[Data listing]
□ □ □ □ □

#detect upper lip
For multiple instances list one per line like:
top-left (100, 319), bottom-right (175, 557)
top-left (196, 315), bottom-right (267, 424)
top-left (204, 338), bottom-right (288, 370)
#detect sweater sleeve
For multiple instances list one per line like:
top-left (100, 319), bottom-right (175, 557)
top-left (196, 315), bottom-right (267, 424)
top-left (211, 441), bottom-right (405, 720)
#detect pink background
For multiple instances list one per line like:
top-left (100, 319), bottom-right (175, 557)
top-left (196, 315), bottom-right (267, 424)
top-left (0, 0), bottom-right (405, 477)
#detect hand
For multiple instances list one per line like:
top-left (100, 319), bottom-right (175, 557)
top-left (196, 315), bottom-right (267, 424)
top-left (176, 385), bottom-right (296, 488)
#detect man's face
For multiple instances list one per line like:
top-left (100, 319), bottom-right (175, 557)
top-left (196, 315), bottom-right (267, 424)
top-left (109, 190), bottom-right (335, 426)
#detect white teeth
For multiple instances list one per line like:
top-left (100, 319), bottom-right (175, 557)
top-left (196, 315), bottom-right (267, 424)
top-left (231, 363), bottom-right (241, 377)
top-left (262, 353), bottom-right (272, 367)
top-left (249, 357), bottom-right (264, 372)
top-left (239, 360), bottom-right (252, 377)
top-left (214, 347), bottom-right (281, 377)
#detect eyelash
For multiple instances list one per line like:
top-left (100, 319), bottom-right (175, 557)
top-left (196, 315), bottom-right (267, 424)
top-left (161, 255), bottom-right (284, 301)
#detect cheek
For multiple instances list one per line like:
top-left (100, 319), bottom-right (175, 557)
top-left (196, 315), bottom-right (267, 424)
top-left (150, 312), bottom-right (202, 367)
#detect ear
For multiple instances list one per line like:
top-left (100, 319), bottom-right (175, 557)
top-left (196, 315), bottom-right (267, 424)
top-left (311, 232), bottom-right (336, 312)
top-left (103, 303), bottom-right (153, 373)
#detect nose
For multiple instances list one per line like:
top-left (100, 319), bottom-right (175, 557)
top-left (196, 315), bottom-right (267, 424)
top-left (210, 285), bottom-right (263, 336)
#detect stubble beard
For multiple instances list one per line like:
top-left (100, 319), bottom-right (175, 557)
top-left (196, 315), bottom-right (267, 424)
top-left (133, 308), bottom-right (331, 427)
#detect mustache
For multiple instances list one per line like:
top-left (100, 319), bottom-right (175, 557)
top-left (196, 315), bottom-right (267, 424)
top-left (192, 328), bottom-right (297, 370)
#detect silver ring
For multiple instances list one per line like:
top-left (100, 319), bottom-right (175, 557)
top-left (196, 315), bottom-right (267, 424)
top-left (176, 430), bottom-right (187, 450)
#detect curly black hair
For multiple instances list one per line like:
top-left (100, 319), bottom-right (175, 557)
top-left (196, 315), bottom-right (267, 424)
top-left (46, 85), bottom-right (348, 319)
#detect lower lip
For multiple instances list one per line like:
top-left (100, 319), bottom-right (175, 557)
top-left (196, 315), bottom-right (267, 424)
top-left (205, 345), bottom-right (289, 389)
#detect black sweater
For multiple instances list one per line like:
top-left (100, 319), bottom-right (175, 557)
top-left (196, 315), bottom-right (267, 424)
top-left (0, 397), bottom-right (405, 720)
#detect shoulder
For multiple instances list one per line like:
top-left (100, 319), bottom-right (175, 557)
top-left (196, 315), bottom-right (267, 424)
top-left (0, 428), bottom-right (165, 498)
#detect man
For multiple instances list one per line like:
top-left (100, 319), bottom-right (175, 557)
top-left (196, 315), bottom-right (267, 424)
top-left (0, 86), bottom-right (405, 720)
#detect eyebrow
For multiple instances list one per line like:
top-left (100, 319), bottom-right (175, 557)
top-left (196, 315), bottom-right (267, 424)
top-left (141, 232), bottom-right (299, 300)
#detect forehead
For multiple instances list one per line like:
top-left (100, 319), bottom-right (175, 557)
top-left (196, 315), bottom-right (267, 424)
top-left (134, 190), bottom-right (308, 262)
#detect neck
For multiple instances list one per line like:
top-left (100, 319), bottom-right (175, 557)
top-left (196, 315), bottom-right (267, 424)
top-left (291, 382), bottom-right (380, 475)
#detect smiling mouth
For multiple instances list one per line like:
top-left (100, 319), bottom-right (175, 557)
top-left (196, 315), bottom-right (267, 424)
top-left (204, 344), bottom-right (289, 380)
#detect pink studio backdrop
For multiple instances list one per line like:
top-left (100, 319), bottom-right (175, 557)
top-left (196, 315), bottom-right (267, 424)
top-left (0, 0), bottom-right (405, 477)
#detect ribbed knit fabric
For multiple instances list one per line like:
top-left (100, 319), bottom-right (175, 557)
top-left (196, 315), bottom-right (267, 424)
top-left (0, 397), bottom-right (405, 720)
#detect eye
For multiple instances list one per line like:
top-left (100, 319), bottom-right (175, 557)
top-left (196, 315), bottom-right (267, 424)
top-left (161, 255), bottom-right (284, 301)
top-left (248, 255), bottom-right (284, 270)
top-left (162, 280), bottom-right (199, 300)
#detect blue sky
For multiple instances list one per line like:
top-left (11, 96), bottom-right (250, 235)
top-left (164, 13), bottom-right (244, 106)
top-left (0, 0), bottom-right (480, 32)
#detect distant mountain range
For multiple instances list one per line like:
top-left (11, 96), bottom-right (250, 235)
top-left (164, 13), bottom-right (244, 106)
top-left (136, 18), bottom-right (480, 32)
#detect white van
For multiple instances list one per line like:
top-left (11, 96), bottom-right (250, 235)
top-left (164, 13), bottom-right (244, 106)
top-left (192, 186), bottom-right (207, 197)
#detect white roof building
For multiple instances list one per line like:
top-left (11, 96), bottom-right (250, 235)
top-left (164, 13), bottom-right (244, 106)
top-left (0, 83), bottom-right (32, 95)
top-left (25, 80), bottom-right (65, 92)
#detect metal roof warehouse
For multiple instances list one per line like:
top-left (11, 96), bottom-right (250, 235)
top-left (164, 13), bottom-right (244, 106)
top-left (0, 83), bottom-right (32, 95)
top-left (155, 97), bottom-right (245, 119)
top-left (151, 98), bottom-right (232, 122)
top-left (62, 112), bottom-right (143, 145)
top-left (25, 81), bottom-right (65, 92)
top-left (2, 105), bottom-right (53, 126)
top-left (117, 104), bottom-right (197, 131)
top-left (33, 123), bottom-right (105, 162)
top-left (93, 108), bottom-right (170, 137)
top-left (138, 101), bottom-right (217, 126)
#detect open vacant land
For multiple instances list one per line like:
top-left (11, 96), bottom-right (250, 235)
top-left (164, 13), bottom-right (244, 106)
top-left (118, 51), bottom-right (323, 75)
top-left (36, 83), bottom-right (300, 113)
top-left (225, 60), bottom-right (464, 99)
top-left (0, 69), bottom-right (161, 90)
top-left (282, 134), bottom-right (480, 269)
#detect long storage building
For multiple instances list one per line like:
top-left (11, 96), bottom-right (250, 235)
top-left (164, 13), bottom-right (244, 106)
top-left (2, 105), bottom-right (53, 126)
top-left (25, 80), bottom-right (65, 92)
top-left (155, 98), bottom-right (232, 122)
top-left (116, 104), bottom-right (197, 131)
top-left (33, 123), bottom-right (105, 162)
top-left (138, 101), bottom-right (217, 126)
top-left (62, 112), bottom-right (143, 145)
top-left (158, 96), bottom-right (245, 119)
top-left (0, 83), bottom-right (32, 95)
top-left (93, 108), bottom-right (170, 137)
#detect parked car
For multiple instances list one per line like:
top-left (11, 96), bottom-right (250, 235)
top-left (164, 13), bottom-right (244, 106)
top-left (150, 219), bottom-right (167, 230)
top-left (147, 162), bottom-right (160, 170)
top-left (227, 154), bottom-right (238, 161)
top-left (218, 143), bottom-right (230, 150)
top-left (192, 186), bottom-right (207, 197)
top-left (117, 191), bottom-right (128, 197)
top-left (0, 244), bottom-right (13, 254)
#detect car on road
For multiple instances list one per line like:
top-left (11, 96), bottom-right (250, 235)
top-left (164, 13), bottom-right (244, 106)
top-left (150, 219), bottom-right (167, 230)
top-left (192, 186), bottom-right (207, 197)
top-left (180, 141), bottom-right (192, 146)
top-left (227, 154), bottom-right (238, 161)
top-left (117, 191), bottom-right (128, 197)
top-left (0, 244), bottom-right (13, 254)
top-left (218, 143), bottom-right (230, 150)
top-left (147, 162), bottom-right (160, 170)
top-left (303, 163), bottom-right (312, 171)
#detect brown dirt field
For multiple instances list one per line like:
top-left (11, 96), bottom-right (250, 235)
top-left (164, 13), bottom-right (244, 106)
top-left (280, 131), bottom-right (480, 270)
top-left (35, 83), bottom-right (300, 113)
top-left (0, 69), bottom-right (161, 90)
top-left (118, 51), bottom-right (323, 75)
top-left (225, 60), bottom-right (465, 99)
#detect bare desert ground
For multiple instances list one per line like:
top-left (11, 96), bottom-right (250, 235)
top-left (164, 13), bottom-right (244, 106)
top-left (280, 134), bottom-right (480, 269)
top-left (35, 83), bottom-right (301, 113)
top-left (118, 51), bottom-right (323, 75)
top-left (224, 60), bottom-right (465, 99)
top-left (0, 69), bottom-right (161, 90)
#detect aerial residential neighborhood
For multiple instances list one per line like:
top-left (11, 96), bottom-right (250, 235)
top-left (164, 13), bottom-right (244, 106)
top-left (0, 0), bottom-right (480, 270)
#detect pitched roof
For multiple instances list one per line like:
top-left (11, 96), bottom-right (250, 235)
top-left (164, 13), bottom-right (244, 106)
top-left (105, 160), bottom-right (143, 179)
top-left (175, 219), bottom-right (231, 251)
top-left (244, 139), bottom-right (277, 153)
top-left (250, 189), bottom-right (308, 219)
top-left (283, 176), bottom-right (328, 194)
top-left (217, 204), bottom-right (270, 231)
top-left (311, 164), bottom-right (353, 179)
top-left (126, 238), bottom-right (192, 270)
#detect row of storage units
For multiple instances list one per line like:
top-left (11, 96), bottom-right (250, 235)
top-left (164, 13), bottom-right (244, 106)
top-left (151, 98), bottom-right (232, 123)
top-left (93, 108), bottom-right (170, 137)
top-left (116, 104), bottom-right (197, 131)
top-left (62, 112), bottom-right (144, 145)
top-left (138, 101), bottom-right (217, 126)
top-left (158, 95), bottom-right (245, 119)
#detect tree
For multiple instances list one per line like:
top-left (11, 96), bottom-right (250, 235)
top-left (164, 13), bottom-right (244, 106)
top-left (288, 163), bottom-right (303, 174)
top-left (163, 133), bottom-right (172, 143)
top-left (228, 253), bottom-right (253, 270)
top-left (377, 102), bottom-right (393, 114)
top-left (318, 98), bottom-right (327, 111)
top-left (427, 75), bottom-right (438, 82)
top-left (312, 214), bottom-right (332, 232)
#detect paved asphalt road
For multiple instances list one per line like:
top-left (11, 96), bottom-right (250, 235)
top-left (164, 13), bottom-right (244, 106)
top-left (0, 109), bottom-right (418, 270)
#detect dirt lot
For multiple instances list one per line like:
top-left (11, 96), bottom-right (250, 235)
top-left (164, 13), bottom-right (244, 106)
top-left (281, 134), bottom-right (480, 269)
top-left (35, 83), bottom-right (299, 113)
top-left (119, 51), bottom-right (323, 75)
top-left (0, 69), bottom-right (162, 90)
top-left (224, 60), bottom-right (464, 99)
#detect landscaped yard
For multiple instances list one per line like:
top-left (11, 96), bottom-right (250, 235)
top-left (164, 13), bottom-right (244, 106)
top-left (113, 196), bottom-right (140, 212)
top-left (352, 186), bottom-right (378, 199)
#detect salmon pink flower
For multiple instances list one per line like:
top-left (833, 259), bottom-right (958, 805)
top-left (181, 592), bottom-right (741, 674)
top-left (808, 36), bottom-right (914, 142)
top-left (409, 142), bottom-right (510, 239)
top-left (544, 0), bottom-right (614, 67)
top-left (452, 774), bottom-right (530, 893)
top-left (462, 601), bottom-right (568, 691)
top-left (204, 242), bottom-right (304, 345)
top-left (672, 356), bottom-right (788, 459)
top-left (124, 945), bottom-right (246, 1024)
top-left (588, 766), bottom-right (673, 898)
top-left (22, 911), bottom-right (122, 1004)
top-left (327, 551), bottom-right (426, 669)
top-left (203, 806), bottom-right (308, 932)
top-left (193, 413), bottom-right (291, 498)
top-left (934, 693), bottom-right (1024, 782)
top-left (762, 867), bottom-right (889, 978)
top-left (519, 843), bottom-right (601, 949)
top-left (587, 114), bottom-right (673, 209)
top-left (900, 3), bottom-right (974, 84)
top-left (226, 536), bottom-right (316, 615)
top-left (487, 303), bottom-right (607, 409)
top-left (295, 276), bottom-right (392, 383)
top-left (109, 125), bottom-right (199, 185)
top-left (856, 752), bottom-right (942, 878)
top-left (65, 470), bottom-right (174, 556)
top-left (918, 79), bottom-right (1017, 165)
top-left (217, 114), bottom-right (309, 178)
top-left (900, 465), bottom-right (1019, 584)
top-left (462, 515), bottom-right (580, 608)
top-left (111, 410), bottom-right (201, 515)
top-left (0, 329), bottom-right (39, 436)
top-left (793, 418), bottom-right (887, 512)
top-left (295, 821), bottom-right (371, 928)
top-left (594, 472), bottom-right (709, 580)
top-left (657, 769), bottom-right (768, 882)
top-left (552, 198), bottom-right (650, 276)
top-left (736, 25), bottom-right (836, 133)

□ □ □ □ □

Problem details: Convert the portion of the listing above into a numbered list, omitting any blank lines. Begin with the line containing "#detect ear" and continue through the line containing "top-left (46, 85), bottom-right (348, 319)", with both of those lines included.

Result of this exercise:
1. #detect ear
2. For multiple instances list one per line like:
3. top-left (100, 319), bottom-right (175, 557)
4. top-left (196, 315), bottom-right (267, 424)
5. top-left (311, 232), bottom-right (336, 312)
6. top-left (103, 303), bottom-right (153, 373)
7. #detect nose
8. For multiple instances list one per line like:
9. top-left (100, 319), bottom-right (175, 557)
10. top-left (196, 315), bottom-right (267, 424)
11. top-left (210, 285), bottom-right (263, 336)
12. #detect stubble beard
13. For multiple instances list one per line like:
14. top-left (100, 319), bottom-right (175, 557)
15. top-left (196, 315), bottom-right (267, 424)
16. top-left (133, 308), bottom-right (331, 427)
17. #detect mustache
18. For multiple instances list one per line like:
19. top-left (100, 319), bottom-right (175, 557)
20. top-left (196, 315), bottom-right (267, 424)
21. top-left (192, 328), bottom-right (297, 370)
22. #detect silver ring
23. For multiple instances list one per line like:
24. top-left (100, 319), bottom-right (175, 557)
25. top-left (196, 315), bottom-right (267, 424)
26. top-left (176, 430), bottom-right (187, 450)
27. #detect curly black hair
28. For multiple instances list one per line like:
29. top-left (100, 319), bottom-right (175, 557)
30. top-left (196, 315), bottom-right (267, 424)
31. top-left (46, 85), bottom-right (348, 319)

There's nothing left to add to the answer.